My (30F) boss (45F) doesn't listen when I tell her who I am; she is acting like an armchair psychologist
My boss is amazing in so many ways. She gives us extra time off in addition to our company-allotted vacation time. She has been helpful when my coworker and I were sick and out on short-term disability. She goes above and beyond to show she cares about us.
My issue is, it's sometimes TOO MUCH. I don't want to always talk about my feelings at work. I want to finish my work and then go back to my personal life. She also seems to over-analyze me. I feel like she's trying to act like a psychologist without having the credentials. She will ask us our feelings and experiences, especially during the pandemic because she wanted to check in and make sure we are doing okay. But when I say that I'm ok, she doesn't really believe me.
For example, while I did have some struggles during 2020, most of which were not related to the pandemic (and I shared them with her/was very open about them!), I was still thriving. I am an introvert and I honestly loved being able to stay at home with my partner and my cat. I took up some hobbies and really had a good time enjoying the slow pace of life, being fortunate not to have my close loved ones die of COVID. A few months ago before I got vaccinated, I said that COVID was starting to catch up to me and I would like to be able to go see my family. She said that while I thought I was thriving during 2020, she actually "saw signs" back in October that I was struggling. I told her I wasn't sure what she was talking about, because I had a great end of the year personally and professionally, and my work performance was not suffering. She insisted that I just couldn't see that I was struggling personally at that time. But I know how I felt, so I'm not sure what she is talking about. It feels like she is making things up about me.
She tries to put us in these boxes that make her "understand" us better. She insisted that I am not an introvert because I am good with people and talkative. I told her that I am still an introvert, explained why, and told her I have felt this way all my life. She still insists that I'm "not as much of an introvert" as I think. I know she says these things to get me to open my mind and consider other possibilities, but I told her who I am and she isn't listening.
She is trying to mentor me and told me that because I am so good with people, I will always need to have a work environment in which I work in groups and have lots of communication with people. I told her that it is a strength of mine, but that doesn't mean I like to do it or want my professional life to be set up that way. She insists that I love working in groups and will be unhappy if those "needs" aren't met.
She sounds super annoying when I write it out like this, but she has really been an AMAZING boss and advocate in so many ways, and I know her intentions are good. But these things are getting me angry.
How can I talk to her about this in a polite way?
TL;DR: My boss is so kind and amazing, but tries too hard to analyze me and it's exhausting. It's starting to make me mad because it's like she isn't listening to me.

§ **Task**
Copy the post about the boss word for word, starting at "She tries to" and ending at "she isn't listening.". The material that comes next has nothing to do with the post.

§ **Data for analysis**
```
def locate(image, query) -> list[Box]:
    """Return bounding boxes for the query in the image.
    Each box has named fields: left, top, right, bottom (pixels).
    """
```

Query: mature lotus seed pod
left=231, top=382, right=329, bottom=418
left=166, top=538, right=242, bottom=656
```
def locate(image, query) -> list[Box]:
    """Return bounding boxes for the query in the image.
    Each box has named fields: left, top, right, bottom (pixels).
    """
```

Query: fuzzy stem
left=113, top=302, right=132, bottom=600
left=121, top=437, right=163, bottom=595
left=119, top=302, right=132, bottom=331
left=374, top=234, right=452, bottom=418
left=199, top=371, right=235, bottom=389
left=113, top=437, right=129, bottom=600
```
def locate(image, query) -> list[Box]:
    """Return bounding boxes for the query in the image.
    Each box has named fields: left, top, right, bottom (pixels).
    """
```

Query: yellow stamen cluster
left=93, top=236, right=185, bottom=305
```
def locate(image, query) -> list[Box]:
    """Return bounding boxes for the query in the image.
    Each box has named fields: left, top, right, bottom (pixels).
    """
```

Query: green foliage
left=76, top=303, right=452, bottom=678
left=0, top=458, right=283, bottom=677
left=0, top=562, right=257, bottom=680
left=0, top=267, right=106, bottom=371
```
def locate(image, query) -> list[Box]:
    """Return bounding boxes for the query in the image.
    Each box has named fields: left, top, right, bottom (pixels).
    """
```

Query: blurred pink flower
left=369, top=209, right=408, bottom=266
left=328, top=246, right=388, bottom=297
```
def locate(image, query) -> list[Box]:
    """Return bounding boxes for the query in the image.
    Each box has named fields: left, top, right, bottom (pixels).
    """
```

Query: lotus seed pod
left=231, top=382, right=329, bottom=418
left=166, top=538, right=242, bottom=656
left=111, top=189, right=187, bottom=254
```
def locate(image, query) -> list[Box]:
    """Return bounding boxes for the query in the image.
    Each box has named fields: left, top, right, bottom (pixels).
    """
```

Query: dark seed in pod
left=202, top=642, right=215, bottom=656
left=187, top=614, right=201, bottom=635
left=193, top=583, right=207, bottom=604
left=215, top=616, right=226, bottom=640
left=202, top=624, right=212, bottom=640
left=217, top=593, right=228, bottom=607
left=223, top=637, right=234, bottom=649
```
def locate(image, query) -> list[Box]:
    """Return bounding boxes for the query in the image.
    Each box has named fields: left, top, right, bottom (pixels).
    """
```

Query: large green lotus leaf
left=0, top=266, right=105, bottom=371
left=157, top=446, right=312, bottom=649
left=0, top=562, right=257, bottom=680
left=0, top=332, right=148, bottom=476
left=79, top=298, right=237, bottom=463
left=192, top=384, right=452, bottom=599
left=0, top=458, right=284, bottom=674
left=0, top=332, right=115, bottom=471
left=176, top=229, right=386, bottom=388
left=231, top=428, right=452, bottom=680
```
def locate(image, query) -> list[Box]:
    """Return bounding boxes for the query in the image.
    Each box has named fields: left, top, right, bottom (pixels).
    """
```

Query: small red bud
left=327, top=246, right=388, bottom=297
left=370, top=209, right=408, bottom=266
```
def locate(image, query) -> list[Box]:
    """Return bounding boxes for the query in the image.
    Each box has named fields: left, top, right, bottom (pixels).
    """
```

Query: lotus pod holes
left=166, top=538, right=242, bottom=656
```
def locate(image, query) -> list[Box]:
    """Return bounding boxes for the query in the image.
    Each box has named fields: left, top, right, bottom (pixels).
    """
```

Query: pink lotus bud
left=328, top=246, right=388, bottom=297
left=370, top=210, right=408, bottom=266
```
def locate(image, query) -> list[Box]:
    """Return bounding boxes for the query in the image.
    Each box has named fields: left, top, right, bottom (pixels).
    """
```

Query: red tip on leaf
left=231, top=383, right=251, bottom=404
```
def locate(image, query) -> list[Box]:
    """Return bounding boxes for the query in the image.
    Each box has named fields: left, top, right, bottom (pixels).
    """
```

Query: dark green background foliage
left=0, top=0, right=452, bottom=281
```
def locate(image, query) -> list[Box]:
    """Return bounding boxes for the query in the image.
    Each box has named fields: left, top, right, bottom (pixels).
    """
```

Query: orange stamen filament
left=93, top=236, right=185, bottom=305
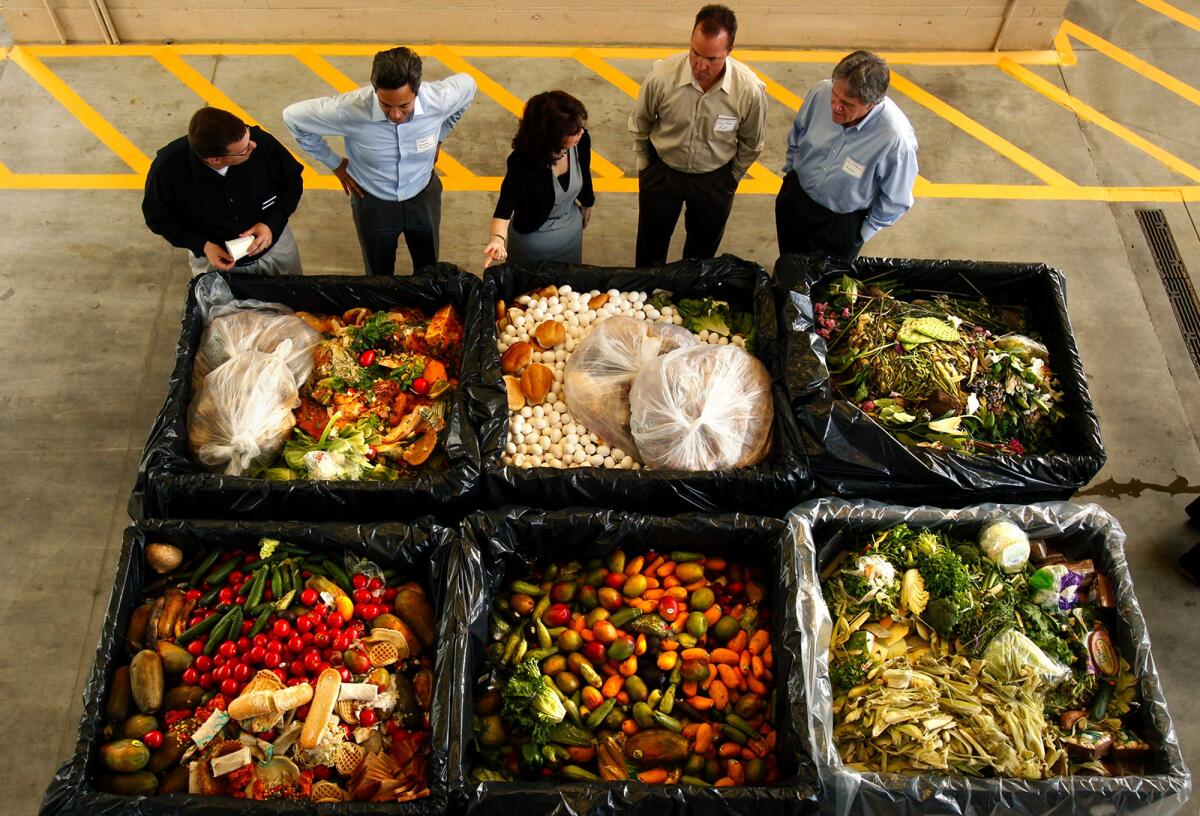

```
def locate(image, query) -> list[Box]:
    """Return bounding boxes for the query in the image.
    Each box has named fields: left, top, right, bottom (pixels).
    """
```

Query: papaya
left=394, top=581, right=437, bottom=648
left=155, top=641, right=192, bottom=674
left=625, top=728, right=688, bottom=767
left=96, top=770, right=158, bottom=796
left=121, top=714, right=158, bottom=739
left=100, top=739, right=150, bottom=774
left=130, top=649, right=163, bottom=714
left=104, top=666, right=133, bottom=722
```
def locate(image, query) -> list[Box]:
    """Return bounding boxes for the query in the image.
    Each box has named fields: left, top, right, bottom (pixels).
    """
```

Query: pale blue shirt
left=784, top=79, right=917, bottom=241
left=283, top=73, right=475, bottom=202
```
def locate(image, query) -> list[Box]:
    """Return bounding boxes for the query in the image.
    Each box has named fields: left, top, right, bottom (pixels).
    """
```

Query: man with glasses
left=283, top=48, right=475, bottom=275
left=142, top=108, right=304, bottom=275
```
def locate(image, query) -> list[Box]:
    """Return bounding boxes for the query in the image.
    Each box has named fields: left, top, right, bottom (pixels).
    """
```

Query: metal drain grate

§ **Result of the task**
She tries to put us in these boxes that make her "understand" us better. She insisted that I am not an introvert because I am good with people and talkative. I told her that I am still an introvert, explained why, and told her I have felt this way all my life. She still insists that I'm "not as much of an introvert" as I think. I know she says these things to get me to open my mind and consider other possibilities, but I told her who I am and she isn't listening.